▸ WORK ORDER
Locate and copy each line in the data that contains the word "attic".

▸ TASK DATA
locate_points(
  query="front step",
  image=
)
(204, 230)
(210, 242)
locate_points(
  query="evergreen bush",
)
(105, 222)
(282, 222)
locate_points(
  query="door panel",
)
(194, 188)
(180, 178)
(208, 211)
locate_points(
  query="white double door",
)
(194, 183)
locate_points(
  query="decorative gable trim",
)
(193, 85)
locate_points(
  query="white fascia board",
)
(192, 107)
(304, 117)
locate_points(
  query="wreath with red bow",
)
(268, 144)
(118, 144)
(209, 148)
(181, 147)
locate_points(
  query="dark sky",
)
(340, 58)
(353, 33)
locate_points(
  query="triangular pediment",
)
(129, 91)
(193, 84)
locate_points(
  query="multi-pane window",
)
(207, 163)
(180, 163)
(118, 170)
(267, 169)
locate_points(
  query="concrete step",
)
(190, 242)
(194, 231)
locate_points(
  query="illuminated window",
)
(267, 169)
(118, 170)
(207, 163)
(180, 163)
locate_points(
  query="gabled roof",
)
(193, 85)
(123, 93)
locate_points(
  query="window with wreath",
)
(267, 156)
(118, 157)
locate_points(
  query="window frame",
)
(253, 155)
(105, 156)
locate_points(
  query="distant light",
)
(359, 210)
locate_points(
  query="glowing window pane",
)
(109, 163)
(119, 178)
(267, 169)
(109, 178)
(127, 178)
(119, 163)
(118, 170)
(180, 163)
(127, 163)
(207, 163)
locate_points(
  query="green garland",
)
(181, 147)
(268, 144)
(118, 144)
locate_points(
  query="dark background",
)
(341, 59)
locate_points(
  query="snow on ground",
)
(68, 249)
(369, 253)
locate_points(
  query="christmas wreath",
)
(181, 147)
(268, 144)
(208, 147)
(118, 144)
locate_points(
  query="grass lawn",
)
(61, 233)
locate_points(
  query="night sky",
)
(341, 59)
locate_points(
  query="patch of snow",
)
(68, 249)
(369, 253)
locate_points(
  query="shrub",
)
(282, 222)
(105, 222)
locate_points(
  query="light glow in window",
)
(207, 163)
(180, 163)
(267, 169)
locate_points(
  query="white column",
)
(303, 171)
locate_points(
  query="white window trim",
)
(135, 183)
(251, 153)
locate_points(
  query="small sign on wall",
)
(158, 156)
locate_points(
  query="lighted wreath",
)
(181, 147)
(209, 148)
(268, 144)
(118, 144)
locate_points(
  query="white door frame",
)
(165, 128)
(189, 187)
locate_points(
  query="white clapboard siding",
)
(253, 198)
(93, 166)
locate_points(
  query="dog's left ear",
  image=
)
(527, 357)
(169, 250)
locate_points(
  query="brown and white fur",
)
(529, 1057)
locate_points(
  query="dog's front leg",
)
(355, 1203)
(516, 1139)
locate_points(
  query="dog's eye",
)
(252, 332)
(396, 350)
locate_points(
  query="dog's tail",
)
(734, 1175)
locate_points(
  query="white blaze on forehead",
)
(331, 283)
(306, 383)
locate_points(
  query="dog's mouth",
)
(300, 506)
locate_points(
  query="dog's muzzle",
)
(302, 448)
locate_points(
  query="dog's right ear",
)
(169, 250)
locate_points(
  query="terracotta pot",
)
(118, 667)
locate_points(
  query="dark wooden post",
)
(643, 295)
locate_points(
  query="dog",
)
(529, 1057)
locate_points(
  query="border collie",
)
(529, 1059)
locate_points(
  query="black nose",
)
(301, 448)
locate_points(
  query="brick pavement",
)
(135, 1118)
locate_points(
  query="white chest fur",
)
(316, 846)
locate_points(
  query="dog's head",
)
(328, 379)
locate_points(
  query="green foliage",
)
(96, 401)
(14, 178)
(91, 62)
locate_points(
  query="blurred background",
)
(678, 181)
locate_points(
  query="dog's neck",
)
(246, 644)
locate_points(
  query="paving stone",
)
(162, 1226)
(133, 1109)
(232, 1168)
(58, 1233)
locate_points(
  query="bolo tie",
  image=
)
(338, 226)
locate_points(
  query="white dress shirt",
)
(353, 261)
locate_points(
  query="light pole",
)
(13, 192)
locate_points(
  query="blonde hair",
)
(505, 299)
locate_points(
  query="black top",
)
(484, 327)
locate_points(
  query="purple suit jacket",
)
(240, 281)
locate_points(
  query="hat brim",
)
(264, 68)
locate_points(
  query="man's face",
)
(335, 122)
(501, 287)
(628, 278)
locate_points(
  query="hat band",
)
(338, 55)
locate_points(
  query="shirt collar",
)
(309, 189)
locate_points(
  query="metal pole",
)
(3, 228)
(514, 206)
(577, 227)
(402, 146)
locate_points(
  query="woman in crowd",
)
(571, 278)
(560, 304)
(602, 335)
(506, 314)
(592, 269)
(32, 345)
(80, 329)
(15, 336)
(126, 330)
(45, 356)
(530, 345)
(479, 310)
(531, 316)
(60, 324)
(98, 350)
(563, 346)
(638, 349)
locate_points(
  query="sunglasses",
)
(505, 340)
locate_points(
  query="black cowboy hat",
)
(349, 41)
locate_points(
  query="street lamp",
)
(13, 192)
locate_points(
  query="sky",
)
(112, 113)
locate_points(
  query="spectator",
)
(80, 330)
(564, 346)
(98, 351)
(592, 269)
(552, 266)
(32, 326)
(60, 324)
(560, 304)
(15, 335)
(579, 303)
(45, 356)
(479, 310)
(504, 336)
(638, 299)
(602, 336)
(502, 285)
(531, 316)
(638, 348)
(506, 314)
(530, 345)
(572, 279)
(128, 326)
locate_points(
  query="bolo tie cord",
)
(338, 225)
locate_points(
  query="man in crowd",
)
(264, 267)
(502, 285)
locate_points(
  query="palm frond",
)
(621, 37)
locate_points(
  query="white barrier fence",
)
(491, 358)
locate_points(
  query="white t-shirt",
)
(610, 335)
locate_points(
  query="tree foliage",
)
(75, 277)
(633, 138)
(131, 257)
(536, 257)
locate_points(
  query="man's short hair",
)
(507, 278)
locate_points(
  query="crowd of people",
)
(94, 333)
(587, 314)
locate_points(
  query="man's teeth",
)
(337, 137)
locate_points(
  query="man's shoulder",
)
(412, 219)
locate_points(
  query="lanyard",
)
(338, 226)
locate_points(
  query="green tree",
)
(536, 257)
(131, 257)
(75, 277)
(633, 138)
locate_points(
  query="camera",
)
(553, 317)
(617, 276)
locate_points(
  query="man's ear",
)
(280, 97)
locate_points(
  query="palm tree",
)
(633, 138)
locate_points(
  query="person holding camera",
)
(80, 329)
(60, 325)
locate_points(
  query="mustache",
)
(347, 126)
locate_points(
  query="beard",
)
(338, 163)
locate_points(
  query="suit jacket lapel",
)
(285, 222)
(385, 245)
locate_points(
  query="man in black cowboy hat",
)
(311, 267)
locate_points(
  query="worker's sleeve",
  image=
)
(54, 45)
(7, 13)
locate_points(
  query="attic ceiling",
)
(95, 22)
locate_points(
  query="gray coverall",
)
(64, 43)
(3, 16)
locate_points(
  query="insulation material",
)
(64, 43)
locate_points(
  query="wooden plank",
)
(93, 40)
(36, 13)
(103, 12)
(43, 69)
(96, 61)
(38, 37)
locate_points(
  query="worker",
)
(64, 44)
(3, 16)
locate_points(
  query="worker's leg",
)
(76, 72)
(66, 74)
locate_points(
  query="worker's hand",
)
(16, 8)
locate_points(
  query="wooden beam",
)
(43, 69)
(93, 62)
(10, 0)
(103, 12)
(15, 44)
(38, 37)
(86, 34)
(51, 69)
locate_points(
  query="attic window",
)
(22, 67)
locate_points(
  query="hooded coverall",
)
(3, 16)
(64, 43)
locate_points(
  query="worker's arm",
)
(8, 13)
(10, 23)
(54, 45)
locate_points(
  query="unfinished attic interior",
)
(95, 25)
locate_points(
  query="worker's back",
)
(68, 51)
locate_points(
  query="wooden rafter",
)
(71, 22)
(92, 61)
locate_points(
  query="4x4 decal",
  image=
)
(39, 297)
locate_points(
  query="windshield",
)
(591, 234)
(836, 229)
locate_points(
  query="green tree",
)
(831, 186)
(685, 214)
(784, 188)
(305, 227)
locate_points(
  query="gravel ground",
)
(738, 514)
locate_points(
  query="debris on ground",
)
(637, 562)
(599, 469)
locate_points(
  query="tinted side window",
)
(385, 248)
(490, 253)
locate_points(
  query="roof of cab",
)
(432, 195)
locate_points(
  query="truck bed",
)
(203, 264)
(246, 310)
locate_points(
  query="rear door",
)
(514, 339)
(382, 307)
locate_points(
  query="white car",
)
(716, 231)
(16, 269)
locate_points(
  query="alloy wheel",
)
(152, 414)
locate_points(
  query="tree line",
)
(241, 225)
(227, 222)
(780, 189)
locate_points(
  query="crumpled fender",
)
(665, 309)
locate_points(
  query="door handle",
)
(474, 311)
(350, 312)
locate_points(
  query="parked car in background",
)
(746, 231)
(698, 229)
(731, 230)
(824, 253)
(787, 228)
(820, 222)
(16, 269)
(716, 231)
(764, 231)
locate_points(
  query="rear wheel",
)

▸ REPLY TO THE EXERCISE
  query="attic ceiling",
  query="attic window",
  query="unfinished attic interior",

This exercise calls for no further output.